◆ Assigned task 1:
In the passage below on handling troubling behavior in dementia, why are caregivers advised to check with the doctor first? Answer in one to three sentences.
◆ Assigned task 2:
Write the next part of the passage below on handling troubling behavior in dementia, starting after its final sentence.

◆ Passage for review:
........

Handling Troubling Behavior
Some of the greatest challenges of caring for a loved one with dementia are the personality and behavior changes that often occur. You can best meet these challenges by using creativity, flexibility, patience and compassion. It also helps to not take things personally and maintain your sense of humor.
To start, consider these ground rules:
We cannot change the person. The person you are caring for has a brain disorder that shapes who he has become. When you try to control or change his behavior, you’ll most likely be unsuccessful or be met with resistance. It’s important to:
Try to accommodate the behavior, not control the behavior. For example, if the person insists on sleeping on the floor, place a mattress on the floor to make him more comfortable.
Remember that we can change our behavior or the physical environment. Changing our own behavior will often result in a change in our loved one’s behavior.
Check with the doctor first. Behavioral problems may have an underlying medical reason: perhaps the person is in pain or experiencing an adverse side effect from medications. In some cases, like incontinence or hallucinations, there may be some medication or treatment that can assist in managing the problem.

........

◆ Material provided:
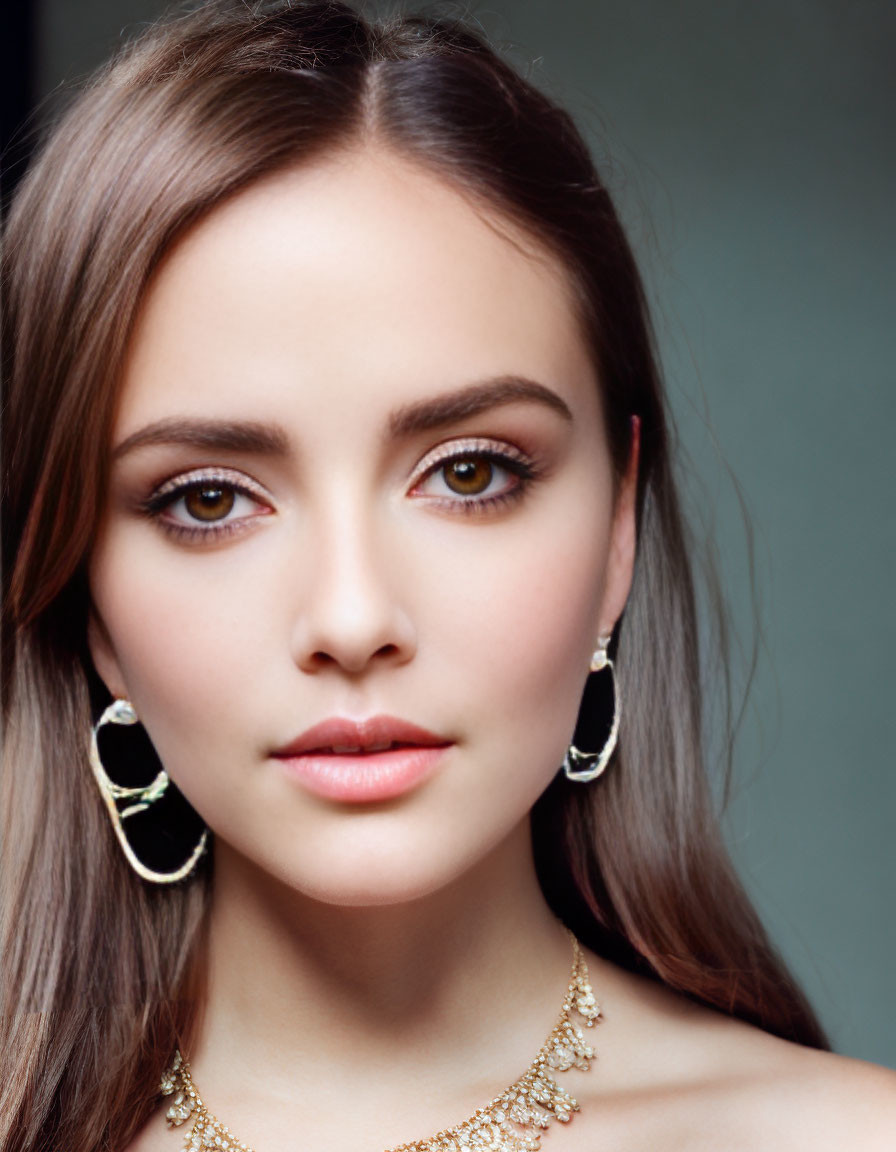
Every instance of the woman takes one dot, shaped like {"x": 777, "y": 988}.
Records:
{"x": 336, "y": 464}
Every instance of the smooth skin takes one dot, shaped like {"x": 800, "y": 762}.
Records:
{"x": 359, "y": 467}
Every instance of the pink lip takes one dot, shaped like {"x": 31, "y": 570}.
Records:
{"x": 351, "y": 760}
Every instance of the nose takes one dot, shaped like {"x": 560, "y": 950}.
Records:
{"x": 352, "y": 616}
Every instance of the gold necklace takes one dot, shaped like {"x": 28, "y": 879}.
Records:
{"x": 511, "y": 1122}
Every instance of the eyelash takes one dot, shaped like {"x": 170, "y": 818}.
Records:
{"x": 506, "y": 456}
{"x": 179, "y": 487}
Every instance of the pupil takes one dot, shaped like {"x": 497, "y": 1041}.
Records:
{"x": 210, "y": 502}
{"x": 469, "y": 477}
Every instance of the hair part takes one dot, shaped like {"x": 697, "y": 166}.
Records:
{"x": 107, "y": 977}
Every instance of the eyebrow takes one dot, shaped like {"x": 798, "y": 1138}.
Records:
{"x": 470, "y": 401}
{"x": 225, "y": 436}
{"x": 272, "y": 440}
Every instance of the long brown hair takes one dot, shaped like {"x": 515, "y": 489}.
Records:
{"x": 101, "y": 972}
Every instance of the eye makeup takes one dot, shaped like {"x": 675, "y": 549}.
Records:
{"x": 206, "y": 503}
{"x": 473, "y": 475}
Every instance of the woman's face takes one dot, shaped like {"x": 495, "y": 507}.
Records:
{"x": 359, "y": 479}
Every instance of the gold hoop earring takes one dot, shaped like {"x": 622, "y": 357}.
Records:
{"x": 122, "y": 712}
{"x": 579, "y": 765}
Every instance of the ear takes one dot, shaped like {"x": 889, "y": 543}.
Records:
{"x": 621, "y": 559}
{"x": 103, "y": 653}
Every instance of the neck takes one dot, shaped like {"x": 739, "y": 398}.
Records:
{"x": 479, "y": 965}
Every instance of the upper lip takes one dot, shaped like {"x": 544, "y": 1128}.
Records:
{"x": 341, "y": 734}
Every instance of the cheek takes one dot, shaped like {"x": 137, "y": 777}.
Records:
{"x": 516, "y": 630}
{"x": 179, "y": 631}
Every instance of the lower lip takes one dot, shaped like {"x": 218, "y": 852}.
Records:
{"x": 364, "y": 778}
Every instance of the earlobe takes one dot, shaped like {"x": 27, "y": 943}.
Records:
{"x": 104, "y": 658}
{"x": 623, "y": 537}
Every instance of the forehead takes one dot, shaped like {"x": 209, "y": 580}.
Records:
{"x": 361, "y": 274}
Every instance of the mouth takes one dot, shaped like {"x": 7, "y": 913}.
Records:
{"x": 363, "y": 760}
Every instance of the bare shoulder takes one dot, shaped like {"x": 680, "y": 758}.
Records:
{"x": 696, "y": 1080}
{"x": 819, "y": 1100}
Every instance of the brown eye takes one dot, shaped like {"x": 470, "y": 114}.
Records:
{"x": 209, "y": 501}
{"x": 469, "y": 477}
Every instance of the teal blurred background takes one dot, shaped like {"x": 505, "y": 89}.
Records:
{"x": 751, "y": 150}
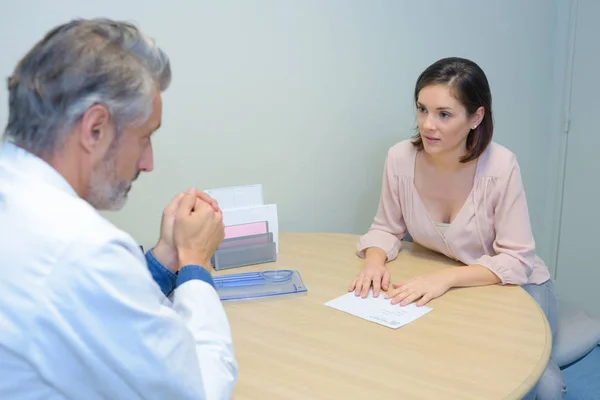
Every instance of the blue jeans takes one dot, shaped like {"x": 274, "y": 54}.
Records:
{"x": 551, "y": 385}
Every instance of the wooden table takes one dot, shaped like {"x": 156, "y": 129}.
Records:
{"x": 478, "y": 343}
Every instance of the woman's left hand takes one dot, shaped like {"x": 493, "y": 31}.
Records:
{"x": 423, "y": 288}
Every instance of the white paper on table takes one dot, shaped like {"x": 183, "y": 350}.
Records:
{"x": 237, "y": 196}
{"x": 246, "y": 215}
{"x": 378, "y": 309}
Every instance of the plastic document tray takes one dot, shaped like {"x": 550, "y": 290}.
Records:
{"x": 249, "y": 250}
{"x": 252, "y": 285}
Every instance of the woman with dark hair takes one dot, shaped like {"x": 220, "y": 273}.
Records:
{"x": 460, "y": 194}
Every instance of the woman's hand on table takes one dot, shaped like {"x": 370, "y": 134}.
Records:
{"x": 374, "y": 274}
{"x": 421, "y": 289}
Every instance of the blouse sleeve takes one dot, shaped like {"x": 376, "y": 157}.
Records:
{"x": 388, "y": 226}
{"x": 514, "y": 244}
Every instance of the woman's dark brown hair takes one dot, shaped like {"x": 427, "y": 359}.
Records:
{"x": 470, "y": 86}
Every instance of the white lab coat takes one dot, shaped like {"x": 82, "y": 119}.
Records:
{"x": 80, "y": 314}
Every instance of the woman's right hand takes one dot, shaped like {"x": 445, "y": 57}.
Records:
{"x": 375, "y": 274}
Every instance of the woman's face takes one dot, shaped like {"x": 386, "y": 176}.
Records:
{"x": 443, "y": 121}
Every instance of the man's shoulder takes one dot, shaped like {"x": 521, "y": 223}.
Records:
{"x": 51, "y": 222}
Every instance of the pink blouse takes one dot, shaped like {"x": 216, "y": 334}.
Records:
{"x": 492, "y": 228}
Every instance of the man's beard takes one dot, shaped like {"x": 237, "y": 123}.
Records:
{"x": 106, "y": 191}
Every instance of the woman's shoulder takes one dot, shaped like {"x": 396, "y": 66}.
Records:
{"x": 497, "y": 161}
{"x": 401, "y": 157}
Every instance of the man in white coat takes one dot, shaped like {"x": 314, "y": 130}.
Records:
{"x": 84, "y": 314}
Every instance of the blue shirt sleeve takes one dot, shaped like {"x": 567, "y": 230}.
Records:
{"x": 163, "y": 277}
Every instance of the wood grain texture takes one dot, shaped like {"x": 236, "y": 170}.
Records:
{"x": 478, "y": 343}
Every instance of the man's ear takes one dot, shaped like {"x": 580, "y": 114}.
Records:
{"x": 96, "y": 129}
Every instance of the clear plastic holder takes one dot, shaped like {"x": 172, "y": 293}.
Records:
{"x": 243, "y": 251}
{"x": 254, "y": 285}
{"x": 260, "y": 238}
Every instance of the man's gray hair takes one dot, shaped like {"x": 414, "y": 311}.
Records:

........

◆ Expected output 1:
Behavioral problems may have an underlying medical cause, such as pain or an adverse side effect from medications. In some cases, such as incontinence or hallucinations, a medication or treatment may help manage the problem.

◆ Expected output 2:
Behavior has a purpose. People with dementia typically cannot tell us what they want or need. They might do something, like take all the clothes out of the closet on a daily basis, and we wonder why. It is very likely that the person is fulfilling a need to be busy and productive. Always consider what need the person might be trying to meet with their behavior—and, when possible, try to accommodate them.
Behavior is triggered. It is important to understand that all behavior is triggered—it doesn’t occur out of the blue. It might be something a person did or said that triggered a behavior or it could be a change in the physical environment. The root to changing be-havior is disrupting the patterns that we create. Try a different approach, or try a different consequence.
What works today, may not tomorrow. The multiple factors that influence troubling behaviors and the natural progression of the disease process means that solutions that are effective today may need to be modified tomorrow—or may no longer work at all. The key to managing difficult behaviors is being creative and flexible in your strategies to address a given issue.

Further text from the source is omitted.